* **TRECHO DO DOCUMENTO**
↓↓↓

Devo dizer que esta crítica está sendo feita por alguém que não é um jogador da franquia da Ubisoft, mas já fui para o filme sabendo o plot principal envolvendo templários e assassinos. Além disso, sou um estudante de história e muito me interessa tramas que envolvam momentos históricos. Ou seja, não fui cru para o cinema, mas ao mesmo tempo não conhecia a fundo esse universo e fui pego por muitas surpresas. De modo geral eu não gosto muito do conceito de ficção científica acessar seus antepassados através de memória genética. Lá no fundo não vejo a necessidade dos eventos do presente no mundo de Assassin’s Creed. Por mim veria toda a história do filme, muito mais animado, caso ela se passasse exclusivamente nos eventos históricos.

↑↑↑

* **TRECHO DOS DADOS**
↓↓↓

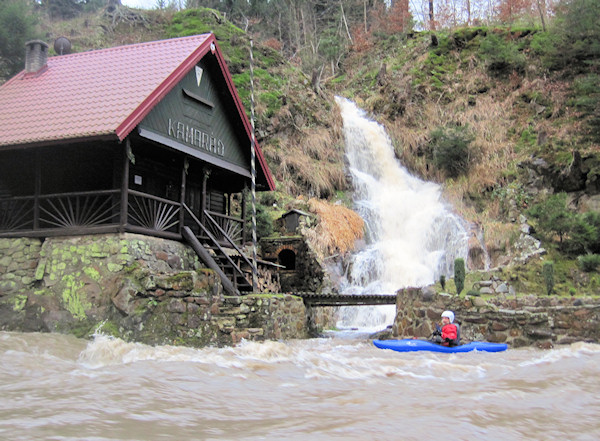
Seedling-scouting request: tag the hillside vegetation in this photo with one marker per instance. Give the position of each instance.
(505, 118)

↑↑↑

* **O QUE SE PEDE**
De acordo com a crítica, o que estuda a pessoa que a escreve? A listagem tem origem em outra fonte, distinta da crítica.

* **RESPOSTA DO PROBLEMA**
História.